• [EXERCISE AIM]: In the listing below, find the line containing "Task: point to each instance of the woodland". Write out that line and every line after it to the end, exactly and only those.

-- DATA SECTION start --

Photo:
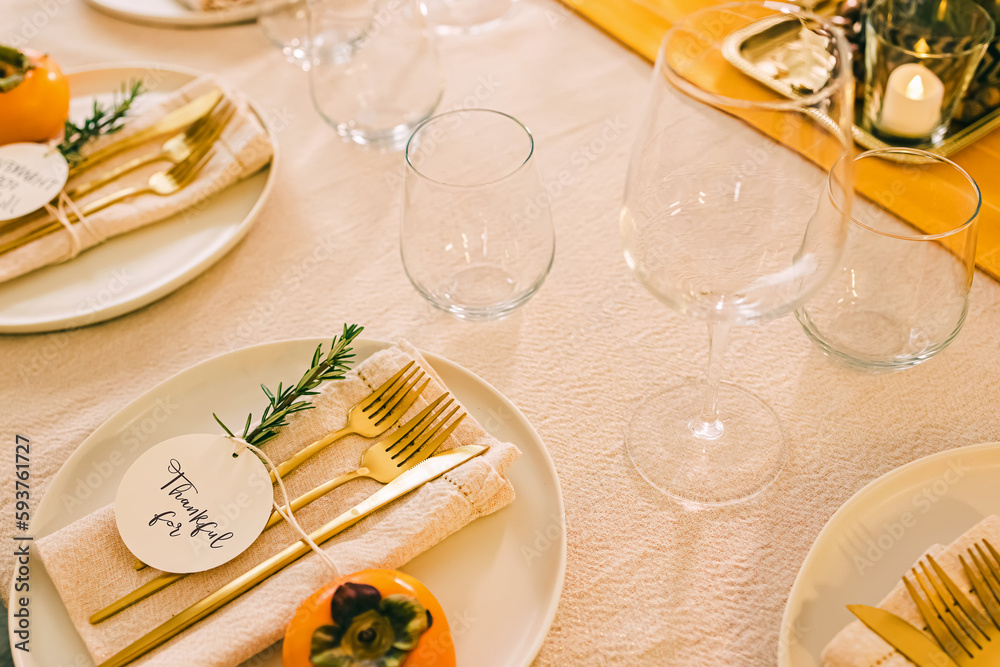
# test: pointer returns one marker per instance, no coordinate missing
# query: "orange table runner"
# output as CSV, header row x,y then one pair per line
x,y
641,24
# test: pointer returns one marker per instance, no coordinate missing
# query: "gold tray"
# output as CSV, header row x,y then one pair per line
x,y
757,50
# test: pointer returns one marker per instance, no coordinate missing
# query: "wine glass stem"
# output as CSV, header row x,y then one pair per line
x,y
707,425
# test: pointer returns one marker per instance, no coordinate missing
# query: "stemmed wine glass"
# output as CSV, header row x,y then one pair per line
x,y
728,218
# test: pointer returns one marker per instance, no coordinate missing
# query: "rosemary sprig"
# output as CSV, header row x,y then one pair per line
x,y
101,121
289,400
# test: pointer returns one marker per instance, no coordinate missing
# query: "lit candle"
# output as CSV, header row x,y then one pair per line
x,y
912,104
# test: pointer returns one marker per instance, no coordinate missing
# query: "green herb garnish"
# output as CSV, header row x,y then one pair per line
x,y
286,401
102,121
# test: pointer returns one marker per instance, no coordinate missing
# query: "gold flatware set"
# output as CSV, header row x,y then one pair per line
x,y
964,635
403,462
193,130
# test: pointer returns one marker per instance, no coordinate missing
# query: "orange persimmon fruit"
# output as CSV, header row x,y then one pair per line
x,y
373,617
34,96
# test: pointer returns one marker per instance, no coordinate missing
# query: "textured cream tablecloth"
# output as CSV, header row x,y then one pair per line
x,y
646,583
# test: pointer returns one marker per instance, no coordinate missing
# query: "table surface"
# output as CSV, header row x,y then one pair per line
x,y
647,583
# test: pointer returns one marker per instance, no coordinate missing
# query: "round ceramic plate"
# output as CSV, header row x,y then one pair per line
x,y
173,13
134,269
878,535
500,602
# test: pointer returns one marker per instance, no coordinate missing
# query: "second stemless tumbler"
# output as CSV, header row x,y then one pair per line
x,y
900,295
477,238
375,72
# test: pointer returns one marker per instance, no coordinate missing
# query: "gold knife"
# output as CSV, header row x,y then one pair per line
x,y
913,644
429,470
172,121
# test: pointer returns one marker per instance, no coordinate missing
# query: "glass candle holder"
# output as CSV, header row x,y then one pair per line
x,y
901,294
919,57
375,73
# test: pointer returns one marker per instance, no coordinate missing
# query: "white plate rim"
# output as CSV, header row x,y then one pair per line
x,y
188,19
860,497
164,288
23,660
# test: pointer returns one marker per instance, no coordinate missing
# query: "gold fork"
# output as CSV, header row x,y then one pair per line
x,y
964,633
162,183
411,445
176,149
370,417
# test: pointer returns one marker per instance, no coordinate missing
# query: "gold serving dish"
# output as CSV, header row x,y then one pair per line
x,y
784,55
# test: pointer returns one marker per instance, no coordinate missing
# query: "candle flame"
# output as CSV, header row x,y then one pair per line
x,y
915,88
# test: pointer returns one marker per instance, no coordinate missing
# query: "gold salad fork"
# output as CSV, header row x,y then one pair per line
x,y
385,461
966,634
176,149
162,183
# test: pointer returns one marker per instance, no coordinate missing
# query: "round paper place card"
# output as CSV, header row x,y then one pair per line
x,y
188,505
31,175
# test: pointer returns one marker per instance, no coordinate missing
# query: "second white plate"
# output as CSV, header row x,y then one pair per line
x,y
134,269
173,13
878,535
499,579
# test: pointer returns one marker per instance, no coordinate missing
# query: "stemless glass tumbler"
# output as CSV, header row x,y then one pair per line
x,y
477,238
901,294
375,72
727,219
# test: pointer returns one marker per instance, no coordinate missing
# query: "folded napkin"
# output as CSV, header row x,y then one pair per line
x,y
91,567
857,646
243,149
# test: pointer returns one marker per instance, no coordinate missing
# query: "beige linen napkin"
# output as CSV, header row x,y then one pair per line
x,y
242,150
857,646
91,567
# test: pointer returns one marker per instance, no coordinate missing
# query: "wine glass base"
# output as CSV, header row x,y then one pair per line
x,y
705,472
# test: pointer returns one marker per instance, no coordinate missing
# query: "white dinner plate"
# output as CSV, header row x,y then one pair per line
x,y
498,579
878,535
134,269
173,13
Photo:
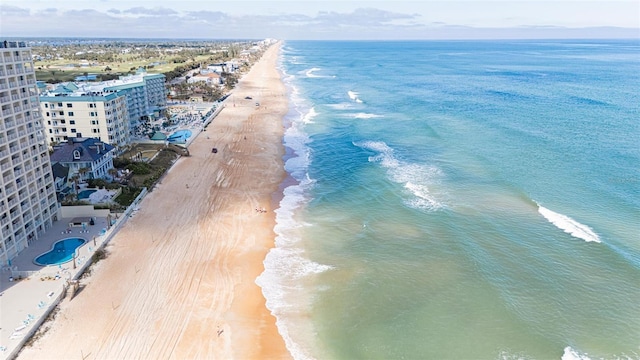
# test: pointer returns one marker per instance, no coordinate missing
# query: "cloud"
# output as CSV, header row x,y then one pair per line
x,y
150,12
9,10
209,16
363,17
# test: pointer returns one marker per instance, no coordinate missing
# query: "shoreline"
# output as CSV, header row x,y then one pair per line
x,y
179,280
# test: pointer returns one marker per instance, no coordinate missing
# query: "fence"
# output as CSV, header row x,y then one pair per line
x,y
83,260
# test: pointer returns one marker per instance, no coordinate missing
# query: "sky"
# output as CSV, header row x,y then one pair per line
x,y
324,20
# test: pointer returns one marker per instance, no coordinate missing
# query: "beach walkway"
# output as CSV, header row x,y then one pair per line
x,y
179,278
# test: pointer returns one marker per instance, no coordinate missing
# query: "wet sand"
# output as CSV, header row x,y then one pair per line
x,y
179,279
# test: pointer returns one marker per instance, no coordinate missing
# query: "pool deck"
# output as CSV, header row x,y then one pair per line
x,y
25,303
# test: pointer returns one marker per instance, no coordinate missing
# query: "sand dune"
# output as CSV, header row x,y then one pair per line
x,y
179,279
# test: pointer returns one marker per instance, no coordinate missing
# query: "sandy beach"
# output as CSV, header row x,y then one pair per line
x,y
179,279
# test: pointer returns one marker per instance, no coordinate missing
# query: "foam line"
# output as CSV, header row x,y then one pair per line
x,y
569,225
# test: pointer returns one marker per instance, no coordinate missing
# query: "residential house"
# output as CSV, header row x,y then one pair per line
x,y
89,158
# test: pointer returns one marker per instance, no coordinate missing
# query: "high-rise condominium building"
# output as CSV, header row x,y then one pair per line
x,y
28,203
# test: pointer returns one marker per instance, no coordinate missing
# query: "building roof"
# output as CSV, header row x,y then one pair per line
x,y
159,136
59,170
80,150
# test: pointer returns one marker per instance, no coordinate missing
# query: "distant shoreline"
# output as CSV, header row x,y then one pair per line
x,y
179,278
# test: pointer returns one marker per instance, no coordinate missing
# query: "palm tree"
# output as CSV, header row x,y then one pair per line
x,y
75,179
113,172
83,171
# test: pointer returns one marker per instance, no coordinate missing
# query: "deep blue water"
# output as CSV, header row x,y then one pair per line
x,y
460,200
61,252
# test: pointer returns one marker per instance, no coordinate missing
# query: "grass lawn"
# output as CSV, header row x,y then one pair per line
x,y
68,70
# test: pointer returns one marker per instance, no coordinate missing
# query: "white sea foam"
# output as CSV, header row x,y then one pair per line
x,y
569,225
366,116
415,178
311,74
342,106
570,354
286,265
308,117
354,96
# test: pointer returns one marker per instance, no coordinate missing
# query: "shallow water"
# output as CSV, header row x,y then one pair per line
x,y
460,200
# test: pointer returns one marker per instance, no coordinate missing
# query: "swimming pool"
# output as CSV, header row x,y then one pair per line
x,y
84,194
61,252
179,136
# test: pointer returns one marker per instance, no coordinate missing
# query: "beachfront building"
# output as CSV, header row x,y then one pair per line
x,y
85,158
146,95
109,110
210,78
28,203
85,111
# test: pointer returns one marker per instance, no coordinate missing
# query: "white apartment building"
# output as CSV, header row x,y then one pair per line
x,y
70,112
28,203
146,95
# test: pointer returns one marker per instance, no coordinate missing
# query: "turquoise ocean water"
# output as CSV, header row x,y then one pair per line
x,y
460,200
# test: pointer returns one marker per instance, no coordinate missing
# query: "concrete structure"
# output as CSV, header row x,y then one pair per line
x,y
109,110
84,153
28,203
211,78
71,111
146,95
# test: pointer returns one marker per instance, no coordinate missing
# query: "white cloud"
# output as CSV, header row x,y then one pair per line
x,y
308,19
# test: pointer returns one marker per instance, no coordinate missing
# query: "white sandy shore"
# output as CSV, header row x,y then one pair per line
x,y
178,282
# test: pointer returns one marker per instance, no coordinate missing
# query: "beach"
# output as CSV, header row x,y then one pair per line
x,y
179,278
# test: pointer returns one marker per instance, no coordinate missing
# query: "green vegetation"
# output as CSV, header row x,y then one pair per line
x,y
109,60
128,194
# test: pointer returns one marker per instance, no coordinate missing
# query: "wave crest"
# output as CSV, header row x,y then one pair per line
x,y
417,179
569,225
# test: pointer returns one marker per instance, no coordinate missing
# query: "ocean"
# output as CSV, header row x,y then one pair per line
x,y
459,200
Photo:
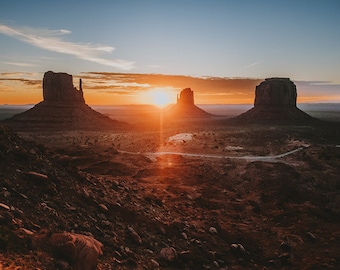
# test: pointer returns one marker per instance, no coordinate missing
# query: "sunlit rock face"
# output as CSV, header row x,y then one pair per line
x,y
59,87
276,92
63,108
185,107
186,97
275,103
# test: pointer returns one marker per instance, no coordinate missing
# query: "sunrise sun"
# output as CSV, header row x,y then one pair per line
x,y
159,97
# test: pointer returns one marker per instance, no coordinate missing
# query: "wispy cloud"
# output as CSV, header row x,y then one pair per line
x,y
252,64
51,40
20,64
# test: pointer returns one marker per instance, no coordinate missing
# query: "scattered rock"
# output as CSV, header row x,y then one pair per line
x,y
4,206
238,248
311,236
135,235
213,230
81,251
169,254
37,177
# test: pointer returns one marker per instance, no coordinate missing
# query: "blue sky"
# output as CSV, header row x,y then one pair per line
x,y
244,39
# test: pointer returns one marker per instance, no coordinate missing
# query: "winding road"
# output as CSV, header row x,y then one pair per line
x,y
247,158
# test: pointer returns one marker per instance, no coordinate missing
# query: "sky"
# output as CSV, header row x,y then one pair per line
x,y
127,50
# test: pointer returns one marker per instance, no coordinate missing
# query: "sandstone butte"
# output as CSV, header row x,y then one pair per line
x,y
185,107
275,102
63,108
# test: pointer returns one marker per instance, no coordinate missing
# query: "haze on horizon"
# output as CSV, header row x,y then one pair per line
x,y
131,51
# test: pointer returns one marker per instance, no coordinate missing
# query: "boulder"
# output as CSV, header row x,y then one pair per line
x,y
80,251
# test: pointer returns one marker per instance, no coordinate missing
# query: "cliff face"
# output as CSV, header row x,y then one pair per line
x,y
186,108
186,97
276,92
275,102
63,108
59,87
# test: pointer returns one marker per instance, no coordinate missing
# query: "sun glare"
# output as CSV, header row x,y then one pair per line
x,y
159,97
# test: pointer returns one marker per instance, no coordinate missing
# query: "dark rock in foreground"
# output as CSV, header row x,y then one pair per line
x,y
63,108
275,102
186,108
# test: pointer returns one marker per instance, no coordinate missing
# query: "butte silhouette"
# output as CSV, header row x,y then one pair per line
x,y
63,108
185,107
275,102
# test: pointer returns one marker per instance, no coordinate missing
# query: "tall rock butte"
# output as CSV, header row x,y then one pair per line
x,y
185,107
275,102
59,87
63,108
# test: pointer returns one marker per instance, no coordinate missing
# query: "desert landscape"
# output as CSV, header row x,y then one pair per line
x,y
176,188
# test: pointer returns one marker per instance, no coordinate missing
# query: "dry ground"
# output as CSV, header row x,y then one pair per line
x,y
216,213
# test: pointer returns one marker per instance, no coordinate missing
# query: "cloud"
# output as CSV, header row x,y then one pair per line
x,y
20,64
51,40
251,65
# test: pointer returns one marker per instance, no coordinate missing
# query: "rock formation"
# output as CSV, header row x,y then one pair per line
x,y
185,107
63,108
275,102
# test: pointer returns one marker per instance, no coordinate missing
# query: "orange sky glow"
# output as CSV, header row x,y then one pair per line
x,y
103,88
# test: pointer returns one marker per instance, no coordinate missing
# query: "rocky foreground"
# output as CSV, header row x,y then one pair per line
x,y
87,206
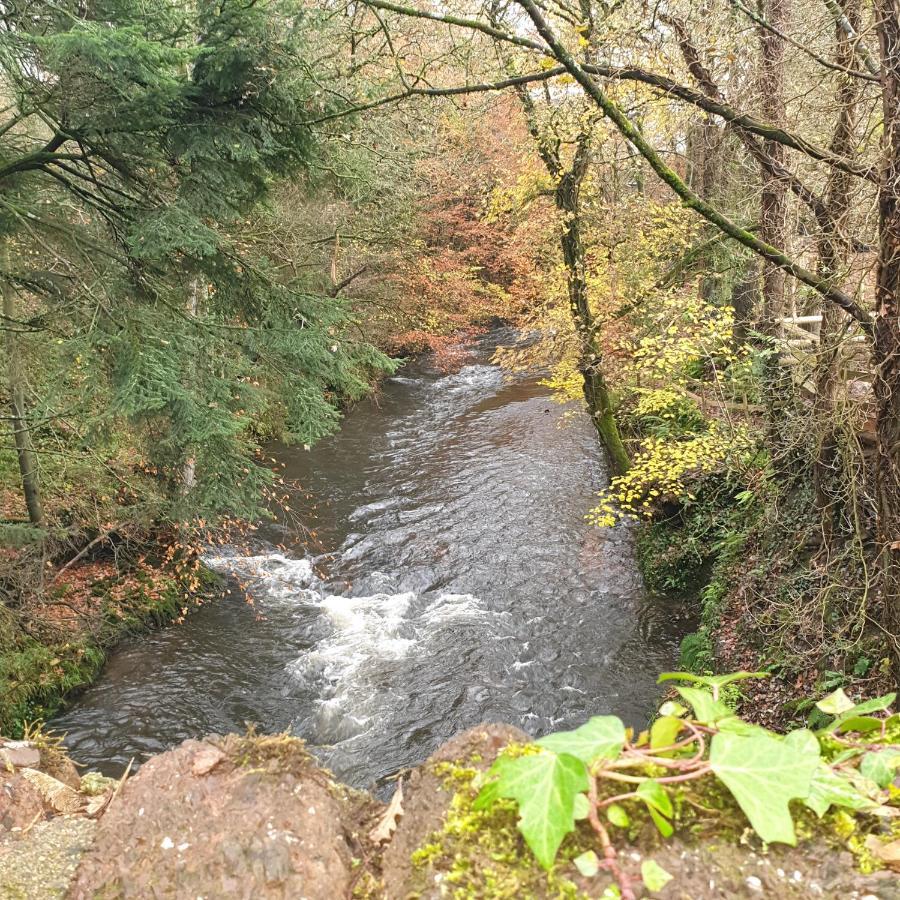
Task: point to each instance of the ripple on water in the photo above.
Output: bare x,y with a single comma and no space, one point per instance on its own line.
461,584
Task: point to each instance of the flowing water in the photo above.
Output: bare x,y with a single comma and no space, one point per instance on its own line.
454,581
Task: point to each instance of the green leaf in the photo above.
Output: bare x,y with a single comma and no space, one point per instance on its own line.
880,766
764,774
654,876
664,731
618,816
655,796
582,808
715,681
588,864
860,710
836,703
672,708
545,786
707,711
663,825
659,805
830,789
861,724
601,736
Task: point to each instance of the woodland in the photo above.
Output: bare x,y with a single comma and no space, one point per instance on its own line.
224,222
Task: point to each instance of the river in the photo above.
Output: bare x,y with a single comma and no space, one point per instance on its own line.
453,580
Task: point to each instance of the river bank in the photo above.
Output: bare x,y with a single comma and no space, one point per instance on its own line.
52,649
253,816
453,579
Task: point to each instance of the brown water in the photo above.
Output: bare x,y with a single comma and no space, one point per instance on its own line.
459,584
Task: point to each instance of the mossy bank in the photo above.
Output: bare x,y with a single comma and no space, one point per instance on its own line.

-- DATA SECTION end --

• [SOLUTION FOR THIS TASK]:
Task: point to each instance of the woodland in the photo above.
Output: bare x,y with a single comma and no space, one point per instance on its own line.
224,222
Task: point to each instance of the river in the photo above.
Output: bare x,y with a single comma and no space, one point per instance on its own line.
453,580
Task: point to each instance of the river bank in the photo above.
Output: bare x,y with a single comma and no space, one point per instance on its own line.
52,649
253,816
453,579
Task: point to each instance of the brown water in the photo above.
Output: bare x,y with a single comma and no space, one point per instance on its own line.
459,584
Task: point to each instance of the mossy bank in the photo above.
Output: bare x,y with a single comma and no space, one point per instance on its own line.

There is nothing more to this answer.